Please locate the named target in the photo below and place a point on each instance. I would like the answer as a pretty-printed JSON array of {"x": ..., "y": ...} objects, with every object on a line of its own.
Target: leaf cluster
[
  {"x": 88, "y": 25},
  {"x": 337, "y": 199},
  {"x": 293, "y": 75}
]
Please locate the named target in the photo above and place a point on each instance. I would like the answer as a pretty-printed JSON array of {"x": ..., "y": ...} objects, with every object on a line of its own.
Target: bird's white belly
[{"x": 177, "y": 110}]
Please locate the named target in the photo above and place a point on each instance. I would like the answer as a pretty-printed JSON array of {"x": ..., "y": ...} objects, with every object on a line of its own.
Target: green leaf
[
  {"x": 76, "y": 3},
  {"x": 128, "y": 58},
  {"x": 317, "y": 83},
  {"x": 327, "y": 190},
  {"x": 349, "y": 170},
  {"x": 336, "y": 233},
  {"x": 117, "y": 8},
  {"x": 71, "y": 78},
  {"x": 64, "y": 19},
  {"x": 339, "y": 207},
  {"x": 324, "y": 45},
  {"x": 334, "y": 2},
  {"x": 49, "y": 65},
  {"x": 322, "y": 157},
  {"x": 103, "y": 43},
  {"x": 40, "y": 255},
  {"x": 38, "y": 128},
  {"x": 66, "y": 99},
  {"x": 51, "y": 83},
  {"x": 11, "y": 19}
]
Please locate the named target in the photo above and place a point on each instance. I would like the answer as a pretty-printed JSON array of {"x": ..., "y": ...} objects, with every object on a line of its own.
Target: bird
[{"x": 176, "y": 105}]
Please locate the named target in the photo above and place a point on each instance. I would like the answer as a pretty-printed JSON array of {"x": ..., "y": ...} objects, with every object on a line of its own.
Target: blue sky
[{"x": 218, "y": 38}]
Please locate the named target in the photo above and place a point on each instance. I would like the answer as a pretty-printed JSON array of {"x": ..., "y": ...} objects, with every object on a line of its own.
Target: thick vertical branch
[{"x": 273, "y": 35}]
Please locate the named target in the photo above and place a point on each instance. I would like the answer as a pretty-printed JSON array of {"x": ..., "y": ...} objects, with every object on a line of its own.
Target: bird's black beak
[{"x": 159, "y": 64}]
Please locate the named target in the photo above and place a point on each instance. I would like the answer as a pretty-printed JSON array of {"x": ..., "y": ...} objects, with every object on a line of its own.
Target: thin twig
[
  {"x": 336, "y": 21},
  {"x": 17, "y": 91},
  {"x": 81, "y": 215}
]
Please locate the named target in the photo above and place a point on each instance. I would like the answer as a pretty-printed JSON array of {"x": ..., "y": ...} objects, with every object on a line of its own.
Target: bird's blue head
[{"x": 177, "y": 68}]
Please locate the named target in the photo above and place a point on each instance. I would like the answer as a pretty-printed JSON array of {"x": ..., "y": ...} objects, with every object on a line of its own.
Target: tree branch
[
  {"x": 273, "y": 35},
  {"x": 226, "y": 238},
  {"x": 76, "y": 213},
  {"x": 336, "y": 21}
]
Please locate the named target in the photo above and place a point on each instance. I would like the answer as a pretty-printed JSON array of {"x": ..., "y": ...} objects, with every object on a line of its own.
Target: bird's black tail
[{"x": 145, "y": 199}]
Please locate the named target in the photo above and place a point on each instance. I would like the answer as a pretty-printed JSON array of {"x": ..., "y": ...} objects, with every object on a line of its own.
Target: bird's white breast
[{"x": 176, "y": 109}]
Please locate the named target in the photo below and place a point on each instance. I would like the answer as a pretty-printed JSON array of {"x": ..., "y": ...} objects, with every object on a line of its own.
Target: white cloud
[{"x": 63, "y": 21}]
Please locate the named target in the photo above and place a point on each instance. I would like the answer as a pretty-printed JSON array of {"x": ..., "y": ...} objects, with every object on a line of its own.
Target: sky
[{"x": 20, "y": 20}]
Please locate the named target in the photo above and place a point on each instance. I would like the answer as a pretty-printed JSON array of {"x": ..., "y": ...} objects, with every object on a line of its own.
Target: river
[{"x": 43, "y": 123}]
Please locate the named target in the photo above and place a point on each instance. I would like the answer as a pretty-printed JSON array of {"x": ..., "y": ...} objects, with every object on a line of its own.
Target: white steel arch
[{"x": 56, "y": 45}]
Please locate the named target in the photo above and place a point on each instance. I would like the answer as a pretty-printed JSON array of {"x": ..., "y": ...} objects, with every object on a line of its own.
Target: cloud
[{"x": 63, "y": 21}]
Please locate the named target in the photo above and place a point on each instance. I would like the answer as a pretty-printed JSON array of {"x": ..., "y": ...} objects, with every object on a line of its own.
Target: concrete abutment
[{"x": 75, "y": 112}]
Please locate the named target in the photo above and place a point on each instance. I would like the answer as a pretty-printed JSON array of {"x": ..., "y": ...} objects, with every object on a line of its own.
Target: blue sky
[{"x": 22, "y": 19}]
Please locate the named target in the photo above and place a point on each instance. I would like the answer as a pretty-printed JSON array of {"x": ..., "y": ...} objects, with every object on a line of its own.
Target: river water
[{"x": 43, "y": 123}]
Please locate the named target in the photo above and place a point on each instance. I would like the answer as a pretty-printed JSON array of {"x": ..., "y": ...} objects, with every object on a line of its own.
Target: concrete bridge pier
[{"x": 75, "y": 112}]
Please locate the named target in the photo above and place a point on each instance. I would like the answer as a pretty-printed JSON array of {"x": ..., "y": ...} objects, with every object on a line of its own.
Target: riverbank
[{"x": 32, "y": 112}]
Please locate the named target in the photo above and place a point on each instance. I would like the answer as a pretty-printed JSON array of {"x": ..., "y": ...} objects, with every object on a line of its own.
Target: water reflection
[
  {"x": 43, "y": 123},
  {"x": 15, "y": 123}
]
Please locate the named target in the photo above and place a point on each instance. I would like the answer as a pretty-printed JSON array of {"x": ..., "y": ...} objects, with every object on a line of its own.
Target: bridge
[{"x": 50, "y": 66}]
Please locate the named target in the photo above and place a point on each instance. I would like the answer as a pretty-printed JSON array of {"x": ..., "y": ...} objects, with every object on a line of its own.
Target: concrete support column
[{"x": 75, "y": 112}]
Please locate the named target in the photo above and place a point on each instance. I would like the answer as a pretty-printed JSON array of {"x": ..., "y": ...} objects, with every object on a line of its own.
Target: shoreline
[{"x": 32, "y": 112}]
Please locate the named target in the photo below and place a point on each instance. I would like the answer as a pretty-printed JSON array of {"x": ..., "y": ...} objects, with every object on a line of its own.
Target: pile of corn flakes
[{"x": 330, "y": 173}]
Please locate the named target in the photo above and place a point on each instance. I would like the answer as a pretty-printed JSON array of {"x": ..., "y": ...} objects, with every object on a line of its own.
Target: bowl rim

* Task to complete:
Without leaving anything out, retype the material exactly.

* Exercise solution:
Please locate the named target in the photo below and place a point on each instance. I would like the answer as a pretty-printed JSON array of {"x": ..., "y": ...} objects, with every object on a line of its own.
Target: leaf cluster
[
  {"x": 88, "y": 25},
  {"x": 337, "y": 199},
  {"x": 293, "y": 75}
]
Please locate the named target in the photo above and place a point on each instance. I would like the answer as a pretty-printed JSON array of {"x": ..., "y": ...} objects, with every object on a line of its own.
Target: bird's white belly
[{"x": 177, "y": 110}]
Please locate the named target in the photo above and place a point on each instance. I would like the answer as a pretty-printed JSON array of {"x": ..., "y": ...} objects, with every object on a line of its own.
Target: green leaf
[
  {"x": 76, "y": 3},
  {"x": 128, "y": 58},
  {"x": 317, "y": 83},
  {"x": 327, "y": 190},
  {"x": 349, "y": 170},
  {"x": 336, "y": 233},
  {"x": 117, "y": 8},
  {"x": 71, "y": 78},
  {"x": 64, "y": 19},
  {"x": 339, "y": 207},
  {"x": 324, "y": 45},
  {"x": 334, "y": 2},
  {"x": 49, "y": 65},
  {"x": 322, "y": 157},
  {"x": 103, "y": 43},
  {"x": 40, "y": 255},
  {"x": 38, "y": 128},
  {"x": 66, "y": 99},
  {"x": 51, "y": 83},
  {"x": 11, "y": 19}
]
Please locate the named target in the photo above and place a point on each instance. I would like the answer as a pretty-printed JSON array of {"x": ..., "y": ...} objects, with every object on a line of its own.
Target: bird
[{"x": 176, "y": 105}]
Please locate the named target in the photo above and place a point on each instance. I would like the answer as a pretty-printed JSON array of {"x": ..., "y": ...} objects, with every object on a line of its own.
Target: blue sky
[{"x": 218, "y": 38}]
Please locate the named target in the photo above and place a point on each instance. I would like the answer as a pretty-printed JSON array of {"x": ..., "y": ...} objects, with every object on a line of its own.
Target: thick vertical branch
[{"x": 273, "y": 35}]
Please locate the named target in the photo above and place a point on each instance. I would like the answer as a pretty-printed JSON array of {"x": ..., "y": ...} objects, with every object on a line of its own.
Target: bird's black beak
[{"x": 159, "y": 64}]
Please locate the named target in the photo above and place a point on each instance. I would like the answer as a pretty-printed JSON array of {"x": ..., "y": ...} objects, with every object on a line of its own.
Target: thin twig
[
  {"x": 336, "y": 21},
  {"x": 17, "y": 91},
  {"x": 81, "y": 215}
]
Please locate the named target in the photo above and place a point on each instance. I would like the answer as a pretty-printed JSON array of {"x": ..., "y": ...} objects, with every object on a line of its own.
Target: bird's blue head
[{"x": 177, "y": 68}]
Please locate the named target in the photo above and place a point on each instance. I would like the answer as a pretty-printed JSON array of {"x": ..., "y": ...} objects, with every object on a line of its own.
Target: tree branch
[
  {"x": 273, "y": 35},
  {"x": 226, "y": 238},
  {"x": 76, "y": 213},
  {"x": 336, "y": 21}
]
Please locate the named target in the photo above and place a point on each instance. I would like the answer as a pretty-printed JSON array of {"x": ..., "y": ...} objects, with every object on a line of its own.
Target: bird's black tail
[{"x": 145, "y": 199}]
Please locate the named target in the photo above and place a point on each instance. I would like the answer as a pretty-printed JSON array of {"x": ..., "y": ...} objects, with every object on a line of its own.
Target: bird's white breast
[{"x": 176, "y": 109}]
Please locate the named target in the photo below and place a point on each instance. I would like the answer as a pretty-printed JSON array of {"x": ..., "y": ...} objects, with every object on a line of its own.
Target: white cloud
[{"x": 63, "y": 21}]
Please locate the named target in the photo above and place a point on each instance. I would like the answer as a pretty-printed JSON array of {"x": ..., "y": ...} objects, with every object on a line of its own.
Target: sky
[{"x": 20, "y": 20}]
Please locate the named target in the photo above and place a point on each instance. I would like the answer as a pretty-printed JSON array of {"x": ..., "y": ...} objects, with every object on a line of its own.
Target: river
[{"x": 43, "y": 123}]
Please locate the named target in the photo above and place a point on each instance. I would like the answer as a pretty-printed JSON array of {"x": ..., "y": ...} objects, with every object on a line of its own.
Target: white steel arch
[{"x": 56, "y": 45}]
Please locate the named target in the photo above and place a point on each instance. I would like the answer as a pretty-printed JSON array of {"x": ..., "y": ...} objects, with every object on a line of its own.
Target: cloud
[{"x": 63, "y": 21}]
Please locate the named target in the photo above and place a point on each instance. I would like the answer as a pretty-printed JSON array of {"x": ..., "y": ...} objects, with every object on a line of its own.
Target: concrete abutment
[{"x": 75, "y": 112}]
Please locate the named target in the photo above and place a point on each instance. I would like the answer as a pretty-printed JSON array of {"x": ..., "y": ...} objects, with every object on a line of its own.
Target: blue sky
[{"x": 22, "y": 19}]
Please locate the named target in the photo above and place a point on each instance. I would like the answer as a pretty-printed JSON array of {"x": ..., "y": ...} objects, with every object on a line of its own.
Target: river water
[{"x": 43, "y": 123}]
Please locate the named target in the photo above and place a point on each instance. I would like the answer as a pretty-printed JSON array of {"x": ..., "y": ...} objects, with every object on a line of its own.
Target: concrete bridge pier
[{"x": 75, "y": 112}]
Please locate the named target in the photo above and place a point on each instance. I would like the answer as a pretty-printed JSON array of {"x": ..., "y": ...} objects, with every object on a line of its own.
Target: riverbank
[{"x": 32, "y": 112}]
Please locate the named target in the photo above and place a point on each instance. I would like the answer as a pretty-printed JSON array of {"x": ..., "y": ...} objects, with every object on a line of its own.
Target: water reflection
[
  {"x": 43, "y": 123},
  {"x": 15, "y": 123}
]
Please locate the named target in the photo above and place a point on each instance. I would like the answer as a pretty-printed JSON array of {"x": ..., "y": ...} objects, with every object on a line of its own.
Target: bridge
[{"x": 50, "y": 66}]
Please locate the named target in the photo above and place a point on each instance. I would like the answer as a pretty-printed JSON array of {"x": ..., "y": ...} objects, with every object on a line of its own.
Target: concrete support column
[{"x": 75, "y": 112}]
Please locate the named target in the photo above and place a point on each instance. I would like the answer as a pretty-printed JSON array of {"x": ..., "y": ...} objects, with every object on a line of its own.
Target: shoreline
[{"x": 32, "y": 112}]
Please locate the named target in the photo below and place a point on each instance. I would like the answer as a pretty-printed JSON array of {"x": ..., "y": ...} objects, with every object on a line of its own.
Target: pile of corn flakes
[{"x": 330, "y": 173}]
Please locate the named target in the photo above and place a point on each instance. I would like the answer as a pretty-printed JSON array of {"x": ..., "y": ...} objects, with every object on a line of its own.
Target: bowl rim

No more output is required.